» RECORDED DATA
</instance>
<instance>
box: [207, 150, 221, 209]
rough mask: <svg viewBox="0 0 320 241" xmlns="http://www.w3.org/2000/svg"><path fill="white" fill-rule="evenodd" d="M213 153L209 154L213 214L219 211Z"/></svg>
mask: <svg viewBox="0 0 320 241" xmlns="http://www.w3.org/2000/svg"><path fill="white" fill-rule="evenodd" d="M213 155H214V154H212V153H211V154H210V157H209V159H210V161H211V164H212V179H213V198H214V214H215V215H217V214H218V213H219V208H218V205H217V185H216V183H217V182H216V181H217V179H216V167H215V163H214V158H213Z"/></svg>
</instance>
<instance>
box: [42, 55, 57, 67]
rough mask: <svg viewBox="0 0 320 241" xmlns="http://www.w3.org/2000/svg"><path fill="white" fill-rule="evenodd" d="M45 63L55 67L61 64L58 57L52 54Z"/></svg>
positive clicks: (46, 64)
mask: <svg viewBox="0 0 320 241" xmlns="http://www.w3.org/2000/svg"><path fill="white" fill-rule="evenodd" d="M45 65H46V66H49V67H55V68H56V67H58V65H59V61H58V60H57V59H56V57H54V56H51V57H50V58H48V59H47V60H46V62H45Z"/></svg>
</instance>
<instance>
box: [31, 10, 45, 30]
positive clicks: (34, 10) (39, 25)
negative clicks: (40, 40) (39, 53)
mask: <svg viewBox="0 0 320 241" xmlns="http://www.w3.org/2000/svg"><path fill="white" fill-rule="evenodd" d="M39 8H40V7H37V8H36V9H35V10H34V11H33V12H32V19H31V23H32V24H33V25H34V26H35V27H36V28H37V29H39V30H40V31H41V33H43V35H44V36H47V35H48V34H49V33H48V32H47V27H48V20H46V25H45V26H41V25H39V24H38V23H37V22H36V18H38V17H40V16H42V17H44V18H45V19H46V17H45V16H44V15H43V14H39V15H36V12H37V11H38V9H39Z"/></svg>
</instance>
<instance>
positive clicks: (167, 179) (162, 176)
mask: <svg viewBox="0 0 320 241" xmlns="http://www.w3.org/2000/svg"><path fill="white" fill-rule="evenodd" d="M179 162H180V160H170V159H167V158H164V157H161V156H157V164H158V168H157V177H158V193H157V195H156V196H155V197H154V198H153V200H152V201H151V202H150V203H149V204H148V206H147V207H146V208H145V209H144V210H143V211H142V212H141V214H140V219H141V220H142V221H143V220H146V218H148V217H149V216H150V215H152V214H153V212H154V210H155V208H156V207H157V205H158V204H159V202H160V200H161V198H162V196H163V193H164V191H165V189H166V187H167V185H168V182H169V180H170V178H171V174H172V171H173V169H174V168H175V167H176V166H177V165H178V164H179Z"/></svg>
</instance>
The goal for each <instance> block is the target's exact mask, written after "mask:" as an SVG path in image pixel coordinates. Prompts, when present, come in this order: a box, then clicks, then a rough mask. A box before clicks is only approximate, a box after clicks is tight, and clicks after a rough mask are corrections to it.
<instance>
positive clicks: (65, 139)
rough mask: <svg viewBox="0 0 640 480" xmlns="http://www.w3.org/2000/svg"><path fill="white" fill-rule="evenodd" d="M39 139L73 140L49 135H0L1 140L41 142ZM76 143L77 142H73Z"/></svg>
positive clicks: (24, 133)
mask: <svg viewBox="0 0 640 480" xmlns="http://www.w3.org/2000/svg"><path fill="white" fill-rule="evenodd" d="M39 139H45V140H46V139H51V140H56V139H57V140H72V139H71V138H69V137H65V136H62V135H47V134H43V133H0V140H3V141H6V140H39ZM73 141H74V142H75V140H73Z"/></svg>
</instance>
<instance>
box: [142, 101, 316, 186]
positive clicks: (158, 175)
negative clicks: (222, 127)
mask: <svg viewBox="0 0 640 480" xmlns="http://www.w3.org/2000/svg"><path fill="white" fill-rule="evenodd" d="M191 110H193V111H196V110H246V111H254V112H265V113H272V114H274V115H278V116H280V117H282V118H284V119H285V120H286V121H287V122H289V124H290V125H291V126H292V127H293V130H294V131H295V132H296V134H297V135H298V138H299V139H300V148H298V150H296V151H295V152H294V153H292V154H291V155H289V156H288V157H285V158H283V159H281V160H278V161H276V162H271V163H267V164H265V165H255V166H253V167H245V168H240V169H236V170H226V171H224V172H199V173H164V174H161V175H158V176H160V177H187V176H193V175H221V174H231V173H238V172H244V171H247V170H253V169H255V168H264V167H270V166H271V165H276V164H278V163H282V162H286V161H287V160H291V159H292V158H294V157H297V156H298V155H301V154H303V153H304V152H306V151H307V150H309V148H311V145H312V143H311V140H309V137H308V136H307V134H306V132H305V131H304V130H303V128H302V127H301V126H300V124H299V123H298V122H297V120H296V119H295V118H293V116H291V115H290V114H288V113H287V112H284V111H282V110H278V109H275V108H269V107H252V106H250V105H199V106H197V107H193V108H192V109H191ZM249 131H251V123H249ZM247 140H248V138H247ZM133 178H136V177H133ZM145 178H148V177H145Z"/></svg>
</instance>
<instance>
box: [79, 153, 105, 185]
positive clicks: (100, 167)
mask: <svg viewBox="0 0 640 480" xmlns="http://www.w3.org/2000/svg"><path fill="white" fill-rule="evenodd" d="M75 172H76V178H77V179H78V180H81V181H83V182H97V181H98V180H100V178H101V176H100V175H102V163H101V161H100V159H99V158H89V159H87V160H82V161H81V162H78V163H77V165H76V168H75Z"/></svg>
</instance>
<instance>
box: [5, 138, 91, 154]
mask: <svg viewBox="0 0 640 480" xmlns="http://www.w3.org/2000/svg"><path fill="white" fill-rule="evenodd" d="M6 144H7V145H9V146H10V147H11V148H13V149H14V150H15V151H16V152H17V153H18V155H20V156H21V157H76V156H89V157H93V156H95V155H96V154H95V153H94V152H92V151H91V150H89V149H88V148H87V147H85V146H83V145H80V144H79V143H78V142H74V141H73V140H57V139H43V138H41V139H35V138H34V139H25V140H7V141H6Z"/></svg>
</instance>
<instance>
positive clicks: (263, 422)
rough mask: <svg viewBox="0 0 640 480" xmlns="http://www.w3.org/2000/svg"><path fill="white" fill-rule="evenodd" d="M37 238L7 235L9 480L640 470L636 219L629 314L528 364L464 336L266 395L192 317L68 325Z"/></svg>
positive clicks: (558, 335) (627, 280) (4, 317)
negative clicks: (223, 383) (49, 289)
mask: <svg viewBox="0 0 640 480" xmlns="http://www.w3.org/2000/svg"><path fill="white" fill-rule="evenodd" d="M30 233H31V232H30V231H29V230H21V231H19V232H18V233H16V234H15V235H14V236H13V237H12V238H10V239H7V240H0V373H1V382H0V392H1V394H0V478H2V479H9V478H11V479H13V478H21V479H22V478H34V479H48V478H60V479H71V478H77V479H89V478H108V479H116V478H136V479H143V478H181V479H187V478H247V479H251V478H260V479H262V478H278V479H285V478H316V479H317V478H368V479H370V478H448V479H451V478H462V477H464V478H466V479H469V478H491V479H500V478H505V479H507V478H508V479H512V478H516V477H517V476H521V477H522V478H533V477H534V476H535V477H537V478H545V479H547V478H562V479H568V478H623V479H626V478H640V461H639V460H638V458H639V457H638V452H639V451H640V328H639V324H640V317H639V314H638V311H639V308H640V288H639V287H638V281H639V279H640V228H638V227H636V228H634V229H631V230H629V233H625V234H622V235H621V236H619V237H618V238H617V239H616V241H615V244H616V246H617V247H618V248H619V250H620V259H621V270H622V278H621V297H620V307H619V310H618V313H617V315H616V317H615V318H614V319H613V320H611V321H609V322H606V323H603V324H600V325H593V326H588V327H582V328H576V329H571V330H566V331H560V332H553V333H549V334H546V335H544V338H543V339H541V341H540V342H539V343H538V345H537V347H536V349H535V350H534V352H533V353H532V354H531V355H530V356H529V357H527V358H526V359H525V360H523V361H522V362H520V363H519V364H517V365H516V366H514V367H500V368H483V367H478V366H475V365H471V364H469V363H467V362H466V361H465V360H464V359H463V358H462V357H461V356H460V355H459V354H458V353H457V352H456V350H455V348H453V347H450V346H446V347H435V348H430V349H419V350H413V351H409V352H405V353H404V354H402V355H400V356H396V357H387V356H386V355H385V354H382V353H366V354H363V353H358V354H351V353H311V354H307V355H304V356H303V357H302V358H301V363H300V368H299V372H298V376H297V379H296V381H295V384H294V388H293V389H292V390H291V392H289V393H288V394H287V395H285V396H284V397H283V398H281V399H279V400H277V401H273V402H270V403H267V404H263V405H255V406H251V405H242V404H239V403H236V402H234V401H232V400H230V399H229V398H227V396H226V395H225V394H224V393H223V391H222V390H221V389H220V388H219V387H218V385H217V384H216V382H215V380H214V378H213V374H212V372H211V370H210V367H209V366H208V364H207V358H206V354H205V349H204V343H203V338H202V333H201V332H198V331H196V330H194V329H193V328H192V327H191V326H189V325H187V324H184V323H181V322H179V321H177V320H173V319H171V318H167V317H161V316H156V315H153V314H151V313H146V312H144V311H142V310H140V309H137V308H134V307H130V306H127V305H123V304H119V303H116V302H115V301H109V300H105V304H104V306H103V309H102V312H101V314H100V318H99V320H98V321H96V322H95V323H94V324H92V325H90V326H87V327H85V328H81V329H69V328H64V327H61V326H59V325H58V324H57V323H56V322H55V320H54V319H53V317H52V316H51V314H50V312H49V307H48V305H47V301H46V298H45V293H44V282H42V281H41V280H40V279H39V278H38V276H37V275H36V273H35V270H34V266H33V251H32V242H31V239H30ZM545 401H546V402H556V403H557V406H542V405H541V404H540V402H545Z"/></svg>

» WORK TO COMPLETE
Extract every line of the material above that contains the string "positive", keeping each line in its original order.

» RESULT OF THIS EXERCISE
positive clicks: (46, 64)
positive clicks: (34, 10) (39, 25)
positive clicks: (167, 179) (162, 176)
positive clicks: (65, 139)
positive clicks: (24, 133)
positive clicks: (158, 175)
positive clicks: (100, 167)
positive clicks: (263, 422)
positive clicks: (558, 335) (627, 280) (4, 317)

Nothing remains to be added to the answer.